> [To do]
Reproduce all of these records line for line, without any changes.

Collected data
--- START ---

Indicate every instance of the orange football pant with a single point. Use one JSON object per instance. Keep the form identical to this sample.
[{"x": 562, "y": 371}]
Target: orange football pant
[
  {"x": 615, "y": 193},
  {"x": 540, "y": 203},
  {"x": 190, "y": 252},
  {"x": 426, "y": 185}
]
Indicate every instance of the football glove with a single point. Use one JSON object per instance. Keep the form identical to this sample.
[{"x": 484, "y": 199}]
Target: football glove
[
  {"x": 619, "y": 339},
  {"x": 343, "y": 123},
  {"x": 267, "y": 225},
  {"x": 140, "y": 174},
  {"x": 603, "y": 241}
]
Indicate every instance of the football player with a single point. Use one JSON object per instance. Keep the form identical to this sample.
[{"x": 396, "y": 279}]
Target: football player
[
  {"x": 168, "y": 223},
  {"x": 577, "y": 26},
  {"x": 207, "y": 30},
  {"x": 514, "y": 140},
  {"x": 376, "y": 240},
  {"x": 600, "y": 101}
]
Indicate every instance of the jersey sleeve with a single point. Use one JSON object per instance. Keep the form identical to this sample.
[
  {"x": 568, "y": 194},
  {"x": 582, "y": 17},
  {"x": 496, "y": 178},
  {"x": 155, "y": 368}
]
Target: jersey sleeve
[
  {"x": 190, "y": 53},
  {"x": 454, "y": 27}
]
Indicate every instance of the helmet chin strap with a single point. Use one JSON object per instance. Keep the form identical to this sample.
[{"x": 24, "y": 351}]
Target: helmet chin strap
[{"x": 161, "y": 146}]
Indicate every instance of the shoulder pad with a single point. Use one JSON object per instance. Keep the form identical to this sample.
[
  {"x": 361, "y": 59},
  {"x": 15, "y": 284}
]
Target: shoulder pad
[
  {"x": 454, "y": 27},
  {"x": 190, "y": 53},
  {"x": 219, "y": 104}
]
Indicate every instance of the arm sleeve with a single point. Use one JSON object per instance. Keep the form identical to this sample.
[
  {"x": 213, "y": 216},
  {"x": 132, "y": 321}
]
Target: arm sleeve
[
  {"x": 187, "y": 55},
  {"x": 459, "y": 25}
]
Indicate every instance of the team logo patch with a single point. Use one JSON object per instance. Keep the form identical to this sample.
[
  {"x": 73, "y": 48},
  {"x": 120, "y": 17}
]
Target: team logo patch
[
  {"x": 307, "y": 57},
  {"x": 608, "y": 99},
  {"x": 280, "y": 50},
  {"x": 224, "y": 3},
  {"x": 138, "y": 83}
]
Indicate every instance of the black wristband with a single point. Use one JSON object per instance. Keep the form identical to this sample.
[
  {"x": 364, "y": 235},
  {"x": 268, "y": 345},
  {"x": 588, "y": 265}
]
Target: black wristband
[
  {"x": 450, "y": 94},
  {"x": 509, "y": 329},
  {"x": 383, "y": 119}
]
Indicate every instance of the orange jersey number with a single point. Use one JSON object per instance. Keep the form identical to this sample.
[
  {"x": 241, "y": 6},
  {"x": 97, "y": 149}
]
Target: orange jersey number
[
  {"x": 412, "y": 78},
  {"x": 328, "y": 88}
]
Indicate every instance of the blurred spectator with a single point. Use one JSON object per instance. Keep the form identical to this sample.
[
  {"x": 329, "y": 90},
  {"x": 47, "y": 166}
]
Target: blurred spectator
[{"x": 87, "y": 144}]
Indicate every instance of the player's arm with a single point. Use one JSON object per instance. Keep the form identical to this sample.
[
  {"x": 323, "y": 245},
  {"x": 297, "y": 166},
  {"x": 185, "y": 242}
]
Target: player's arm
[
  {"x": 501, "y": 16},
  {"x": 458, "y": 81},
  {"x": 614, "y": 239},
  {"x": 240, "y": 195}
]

--- END ---

> [Reply to the task]
Indicate every instance of the orange football pant with a single point. Use one JSON object per instance. Keep the form identical to this sample.
[{"x": 562, "y": 371}]
Target: orange football pant
[
  {"x": 615, "y": 193},
  {"x": 540, "y": 203},
  {"x": 190, "y": 252},
  {"x": 426, "y": 185}
]
Indicate every instance of the football glove with a single point. Use one JSON object per instance. Keep the form identical to this sample.
[{"x": 484, "y": 199}]
Target: football glove
[
  {"x": 619, "y": 339},
  {"x": 343, "y": 123},
  {"x": 267, "y": 225},
  {"x": 140, "y": 174},
  {"x": 603, "y": 241}
]
Indicate every instance of the football player with a single point. Use one JSON object per instance. Keep the form identical to this sample.
[{"x": 396, "y": 279}]
Target: football player
[
  {"x": 168, "y": 223},
  {"x": 577, "y": 26},
  {"x": 207, "y": 30},
  {"x": 514, "y": 140},
  {"x": 376, "y": 240},
  {"x": 600, "y": 101}
]
Indicate every instance of the jersey sleeve with a single point. Use one JSON object per instance. Keep the form identical to this sample.
[
  {"x": 568, "y": 194},
  {"x": 582, "y": 17},
  {"x": 496, "y": 178},
  {"x": 155, "y": 368}
]
Target: jersey sleeve
[
  {"x": 190, "y": 53},
  {"x": 454, "y": 27}
]
Indicate every instance of the helmet chin strap with a single point. Use one JSON object per instance. Keep the form identical to this sample.
[{"x": 24, "y": 351}]
Target: helmet chin strap
[{"x": 161, "y": 146}]
Indicate every instance of the shoulder pad with a single point. Use one JSON object per instance. Keep the form identical to this sample.
[
  {"x": 361, "y": 59},
  {"x": 15, "y": 284}
]
Target: shoulder pad
[
  {"x": 454, "y": 27},
  {"x": 190, "y": 53},
  {"x": 219, "y": 104}
]
Indicate every instance of the arm sleeve with a single point. Use one JSON object per instance. Keep the form identical to this sample.
[
  {"x": 213, "y": 216},
  {"x": 132, "y": 321}
]
Target: arm sleeve
[
  {"x": 187, "y": 55},
  {"x": 459, "y": 25}
]
Indicate every instance of the team logo patch with a single point. Use one JSON object per instance. Keep the form identical to this sample.
[
  {"x": 73, "y": 48},
  {"x": 120, "y": 17}
]
Target: team logo patch
[
  {"x": 307, "y": 57},
  {"x": 608, "y": 99},
  {"x": 280, "y": 50},
  {"x": 224, "y": 3},
  {"x": 138, "y": 83}
]
Indicate every instance of the black wristband with a single point. Use one JSON object per instance. Keep the form identical to this sample.
[
  {"x": 364, "y": 235},
  {"x": 268, "y": 345},
  {"x": 588, "y": 265}
]
Target: black wristband
[
  {"x": 450, "y": 94},
  {"x": 509, "y": 329},
  {"x": 383, "y": 119}
]
Indicate every instance of the orange jersey number with a single point. Use one JSON object per instance. Keep the form identical to this sample.
[
  {"x": 241, "y": 6},
  {"x": 97, "y": 149}
]
Target: orange jersey number
[
  {"x": 412, "y": 78},
  {"x": 328, "y": 88}
]
Indicate every instance of the blurred spectator with a single point. Use one JSON object per instance. Keep the form identical to this sample.
[
  {"x": 329, "y": 90},
  {"x": 47, "y": 166}
]
Target: blurred spectator
[{"x": 87, "y": 144}]
Indicate every instance of the player's arm with a single point. Use one JSON object per instance. Keep the form identical to this sample.
[
  {"x": 323, "y": 245},
  {"x": 297, "y": 166},
  {"x": 185, "y": 242}
]
Target: player's arm
[
  {"x": 501, "y": 16},
  {"x": 458, "y": 81},
  {"x": 614, "y": 239},
  {"x": 240, "y": 195}
]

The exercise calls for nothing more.